▸ Consignes
1. Indiquez si chacune des affirmations suivantes concorde avec l'extrait sur le forum de la transition énergétique, en répondant par oui ou par non et en citant à l'identique les mots de l'extrait qui tranchent. (a) Les difficultés des élus locaux tiennent surtout à un manque de financements. (b) Le forum s'est tenu le 16 novembre au Congrès des maires de France. (c) Michaël Weber est maire d'Écutigny.
2. Rédigez la suite de l'extrait sur le forum de la transition énergétique en partant de sa dernière phrase, s'il vous plaît.

▸ Extrait du texte
═══

Du forum consacré à la transition énergétique tenu ce 16 novembre au Congrès des maires de France, il apparaît que les difficultés des élus locaux ne tiennent pas tant à un problème de conscience de la gravité des enjeux, et encore moins à un éventuel défaut de financements, qu'à un manque de lisibilité des dispositifs et, surtout, de latitude. Et les intervenants d'appeler l'État "à leur faire confiance".

"Arrêtez d'emm… les élus locaux." Paraphrasant Georges Pompidou, c'est le cri du cœur qui a été poussé par plusieurs intervenants du forum consacré à la transition énergétique, ce 16 novembre, au Congrès des maires de France. "Les maires ruraux aimeraient garder leur indépendance. Ils en ont marre de se faire imposer des projets", tance ainsi Marie Chodron de Courcel, maire d'Écutigny (Côte-d'Or). Dans une version moins virulente, Michaël Weber, maire de Woelfling-lès-Sarreguemines (Moselle), par ailleurs président de la Fédération des parcs naturels régionaux de France, souligne que "les maires ruraux ont besoin qu'on leur fasse confiance", d'autant qu'on recense "peu de mauvaises pratiques".

═══

▸ Données fournies
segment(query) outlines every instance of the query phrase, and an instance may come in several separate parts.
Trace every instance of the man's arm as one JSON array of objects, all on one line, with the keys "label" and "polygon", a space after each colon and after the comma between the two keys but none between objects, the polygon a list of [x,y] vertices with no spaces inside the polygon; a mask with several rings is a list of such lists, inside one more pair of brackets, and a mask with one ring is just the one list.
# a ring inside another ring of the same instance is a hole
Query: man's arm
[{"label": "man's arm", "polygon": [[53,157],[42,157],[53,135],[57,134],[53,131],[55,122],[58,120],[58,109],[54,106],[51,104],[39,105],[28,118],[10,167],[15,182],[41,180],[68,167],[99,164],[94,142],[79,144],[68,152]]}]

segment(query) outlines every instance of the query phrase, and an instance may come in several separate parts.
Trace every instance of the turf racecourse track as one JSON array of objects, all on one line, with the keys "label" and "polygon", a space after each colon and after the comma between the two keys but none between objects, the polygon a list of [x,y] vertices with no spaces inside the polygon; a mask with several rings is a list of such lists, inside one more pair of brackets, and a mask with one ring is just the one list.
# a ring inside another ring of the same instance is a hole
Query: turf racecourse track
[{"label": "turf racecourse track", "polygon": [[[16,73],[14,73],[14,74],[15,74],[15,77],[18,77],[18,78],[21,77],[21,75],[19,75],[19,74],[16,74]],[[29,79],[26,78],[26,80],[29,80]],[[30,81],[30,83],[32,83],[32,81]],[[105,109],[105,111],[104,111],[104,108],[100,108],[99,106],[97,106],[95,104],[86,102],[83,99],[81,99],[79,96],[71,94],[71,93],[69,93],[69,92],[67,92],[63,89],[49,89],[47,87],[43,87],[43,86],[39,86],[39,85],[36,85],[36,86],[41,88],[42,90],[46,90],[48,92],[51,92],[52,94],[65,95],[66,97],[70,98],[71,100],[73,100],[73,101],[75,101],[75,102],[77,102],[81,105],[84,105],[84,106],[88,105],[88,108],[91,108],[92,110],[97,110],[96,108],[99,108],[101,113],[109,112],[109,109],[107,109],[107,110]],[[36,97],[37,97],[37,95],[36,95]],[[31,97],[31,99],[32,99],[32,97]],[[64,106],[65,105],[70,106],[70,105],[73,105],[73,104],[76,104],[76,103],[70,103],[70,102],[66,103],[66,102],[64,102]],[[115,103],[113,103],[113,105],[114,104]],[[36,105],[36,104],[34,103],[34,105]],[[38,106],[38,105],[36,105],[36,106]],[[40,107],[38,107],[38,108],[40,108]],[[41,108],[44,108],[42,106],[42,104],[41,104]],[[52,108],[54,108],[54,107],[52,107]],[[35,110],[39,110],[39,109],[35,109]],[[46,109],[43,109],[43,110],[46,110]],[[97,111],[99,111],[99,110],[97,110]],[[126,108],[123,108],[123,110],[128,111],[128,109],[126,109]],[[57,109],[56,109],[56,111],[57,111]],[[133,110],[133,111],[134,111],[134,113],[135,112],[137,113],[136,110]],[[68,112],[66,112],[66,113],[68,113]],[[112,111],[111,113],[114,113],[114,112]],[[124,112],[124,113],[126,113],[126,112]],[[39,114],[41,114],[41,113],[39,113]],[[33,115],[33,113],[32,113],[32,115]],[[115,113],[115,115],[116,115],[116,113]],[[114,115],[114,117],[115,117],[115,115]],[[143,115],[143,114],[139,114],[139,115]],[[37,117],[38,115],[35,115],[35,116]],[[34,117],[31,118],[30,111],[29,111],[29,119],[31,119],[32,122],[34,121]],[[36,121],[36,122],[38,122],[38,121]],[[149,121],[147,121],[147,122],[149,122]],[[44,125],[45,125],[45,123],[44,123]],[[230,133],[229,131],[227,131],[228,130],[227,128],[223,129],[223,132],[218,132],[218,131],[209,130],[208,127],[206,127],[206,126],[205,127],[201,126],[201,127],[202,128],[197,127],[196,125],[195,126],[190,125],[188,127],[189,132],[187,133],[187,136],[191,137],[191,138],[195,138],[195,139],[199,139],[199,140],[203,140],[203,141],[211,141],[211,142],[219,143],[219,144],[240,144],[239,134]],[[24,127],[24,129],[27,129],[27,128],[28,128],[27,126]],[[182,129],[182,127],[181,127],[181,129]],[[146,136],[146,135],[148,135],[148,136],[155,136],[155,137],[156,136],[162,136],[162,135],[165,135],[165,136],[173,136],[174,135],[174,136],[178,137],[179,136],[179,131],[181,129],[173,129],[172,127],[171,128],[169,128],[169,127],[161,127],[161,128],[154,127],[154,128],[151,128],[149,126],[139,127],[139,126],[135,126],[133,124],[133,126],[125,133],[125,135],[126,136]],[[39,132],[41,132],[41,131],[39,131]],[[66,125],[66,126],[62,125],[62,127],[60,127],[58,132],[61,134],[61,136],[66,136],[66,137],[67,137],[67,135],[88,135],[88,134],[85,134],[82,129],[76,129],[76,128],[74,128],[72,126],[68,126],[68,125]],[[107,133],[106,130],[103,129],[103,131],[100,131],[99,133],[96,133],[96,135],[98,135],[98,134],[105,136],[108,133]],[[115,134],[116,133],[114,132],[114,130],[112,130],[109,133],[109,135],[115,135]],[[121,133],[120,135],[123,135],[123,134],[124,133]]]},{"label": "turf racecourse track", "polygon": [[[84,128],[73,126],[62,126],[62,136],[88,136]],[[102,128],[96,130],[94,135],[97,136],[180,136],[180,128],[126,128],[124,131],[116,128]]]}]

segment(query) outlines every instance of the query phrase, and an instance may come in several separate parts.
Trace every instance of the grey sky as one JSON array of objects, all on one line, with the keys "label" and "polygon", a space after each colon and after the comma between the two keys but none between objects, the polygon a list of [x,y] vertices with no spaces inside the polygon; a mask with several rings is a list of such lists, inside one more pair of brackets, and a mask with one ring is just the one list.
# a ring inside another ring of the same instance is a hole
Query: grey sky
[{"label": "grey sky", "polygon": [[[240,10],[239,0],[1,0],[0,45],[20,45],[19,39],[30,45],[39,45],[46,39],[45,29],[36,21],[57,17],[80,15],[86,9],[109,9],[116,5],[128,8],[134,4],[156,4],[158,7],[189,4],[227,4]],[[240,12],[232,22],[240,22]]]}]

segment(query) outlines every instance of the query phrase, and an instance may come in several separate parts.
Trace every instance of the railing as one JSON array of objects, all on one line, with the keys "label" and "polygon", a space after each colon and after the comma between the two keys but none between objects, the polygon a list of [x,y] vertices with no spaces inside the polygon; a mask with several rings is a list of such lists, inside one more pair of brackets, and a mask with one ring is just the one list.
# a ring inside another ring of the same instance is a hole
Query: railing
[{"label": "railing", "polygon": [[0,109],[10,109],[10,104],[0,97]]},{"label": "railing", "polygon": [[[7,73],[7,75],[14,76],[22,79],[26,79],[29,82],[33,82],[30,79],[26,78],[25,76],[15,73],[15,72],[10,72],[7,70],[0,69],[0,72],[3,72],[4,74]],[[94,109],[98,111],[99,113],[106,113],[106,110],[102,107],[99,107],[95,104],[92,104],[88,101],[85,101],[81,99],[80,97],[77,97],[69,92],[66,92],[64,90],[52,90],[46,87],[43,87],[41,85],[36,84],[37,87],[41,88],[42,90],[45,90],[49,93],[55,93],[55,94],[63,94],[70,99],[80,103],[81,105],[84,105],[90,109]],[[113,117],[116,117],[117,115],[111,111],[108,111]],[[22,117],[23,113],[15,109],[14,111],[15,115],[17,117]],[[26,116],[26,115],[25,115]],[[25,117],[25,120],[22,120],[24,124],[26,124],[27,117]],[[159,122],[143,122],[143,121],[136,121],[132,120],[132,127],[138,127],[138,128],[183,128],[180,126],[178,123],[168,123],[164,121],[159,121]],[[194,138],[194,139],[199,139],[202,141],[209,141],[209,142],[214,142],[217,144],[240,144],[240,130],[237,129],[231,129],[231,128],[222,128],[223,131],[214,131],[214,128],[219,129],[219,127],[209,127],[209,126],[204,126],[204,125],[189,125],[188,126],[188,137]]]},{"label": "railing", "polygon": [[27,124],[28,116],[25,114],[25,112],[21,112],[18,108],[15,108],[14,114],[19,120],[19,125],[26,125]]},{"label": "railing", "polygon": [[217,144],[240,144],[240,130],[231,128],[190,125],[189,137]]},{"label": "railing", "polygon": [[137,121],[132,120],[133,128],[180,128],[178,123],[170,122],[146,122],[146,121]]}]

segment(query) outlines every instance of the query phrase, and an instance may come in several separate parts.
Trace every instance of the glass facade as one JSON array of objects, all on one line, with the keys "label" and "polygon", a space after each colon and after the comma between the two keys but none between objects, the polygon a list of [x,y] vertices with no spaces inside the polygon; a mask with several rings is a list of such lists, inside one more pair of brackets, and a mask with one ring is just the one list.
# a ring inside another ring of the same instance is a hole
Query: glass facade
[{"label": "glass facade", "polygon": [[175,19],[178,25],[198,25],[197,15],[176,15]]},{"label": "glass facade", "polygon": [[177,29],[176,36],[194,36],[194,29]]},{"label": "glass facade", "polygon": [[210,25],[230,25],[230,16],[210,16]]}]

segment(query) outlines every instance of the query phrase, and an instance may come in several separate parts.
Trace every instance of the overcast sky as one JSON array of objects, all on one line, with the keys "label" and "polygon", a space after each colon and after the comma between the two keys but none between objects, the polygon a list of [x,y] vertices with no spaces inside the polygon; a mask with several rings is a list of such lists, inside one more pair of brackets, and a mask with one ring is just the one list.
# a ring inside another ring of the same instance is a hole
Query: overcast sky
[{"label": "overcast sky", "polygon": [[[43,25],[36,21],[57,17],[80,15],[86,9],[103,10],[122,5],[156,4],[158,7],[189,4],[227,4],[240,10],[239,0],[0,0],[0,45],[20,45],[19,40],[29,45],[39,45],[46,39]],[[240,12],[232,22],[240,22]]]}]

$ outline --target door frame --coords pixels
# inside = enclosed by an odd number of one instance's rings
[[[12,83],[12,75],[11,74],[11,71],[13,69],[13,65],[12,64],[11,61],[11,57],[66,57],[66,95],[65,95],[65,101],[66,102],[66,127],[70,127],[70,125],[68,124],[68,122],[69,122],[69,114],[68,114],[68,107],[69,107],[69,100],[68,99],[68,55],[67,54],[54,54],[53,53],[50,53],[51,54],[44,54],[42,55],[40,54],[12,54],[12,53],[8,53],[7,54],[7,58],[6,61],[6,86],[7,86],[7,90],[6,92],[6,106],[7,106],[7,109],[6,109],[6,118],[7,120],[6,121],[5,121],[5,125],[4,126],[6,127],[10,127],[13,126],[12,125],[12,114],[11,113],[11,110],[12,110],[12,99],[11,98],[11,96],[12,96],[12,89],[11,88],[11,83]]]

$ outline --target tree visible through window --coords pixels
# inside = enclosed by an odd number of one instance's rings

═══

▸ Réponses
1.
(a) Non : « et encore moins à un éventuel défaut de financements ».
(b) Oui : « tenu ce 16 novembre au Congrès des maires de France ».
(c) Non : « Michaël Weber, maire de Woelfling-lès-Sarreguemines (Moselle) ».

2.
Guy Geoffroy, maire de Combs-la-Ville (Seine-et-Marne) et président de l'association des Éco-Maires, se fait plus sarcastique : "Oui, les élus locaux sont capables de discernement. Oui, ils sont capables de ne pas faire n'importe quoi. Oui, ils sont même capables de courage", tonne-t-il. Aussi implore-t-il l'État à "faire des collectivités des co-décideurs" en matière de transition climatique et à cesser de leur adresser des "injonctions contradictoires". "La crise sanitaire a montré que les élus locaux sont les plus efficaces. Pas parce qu'ils sont meilleurs, mais parce qu'ils sont les mieux placés. Faisons-leur confiance", martèle-t-il.
Cet appel à un "vent de liberté", récemment lancé par la Fédération nationale des collectivités concédantes et régies (FNCCR - voir notre article du 25 octobre), devient récurrent. Il semble d'autant plus impérieux que le rôle nécessaire – au sens philosophique du terme – des collectivités territoriales pour réussir la transition énergétique a une nouvelle fois été mis en avant (voir notre article du 3 novembre). "Les collectivités locales sont le levier essentiel de cette transformation – et non transition – énergétique", clame Laurent Delcayrou, chef de projet à The Shit Project. "Nous faisons face à la fois à des enjeux globaux, qui peuvent donner le sentiment que tout cela nous échappe, et très locaux. Mais sans les élus locaux, rien n'est possible. Ils sont incontournables", surenchérit Guy Geoffroy.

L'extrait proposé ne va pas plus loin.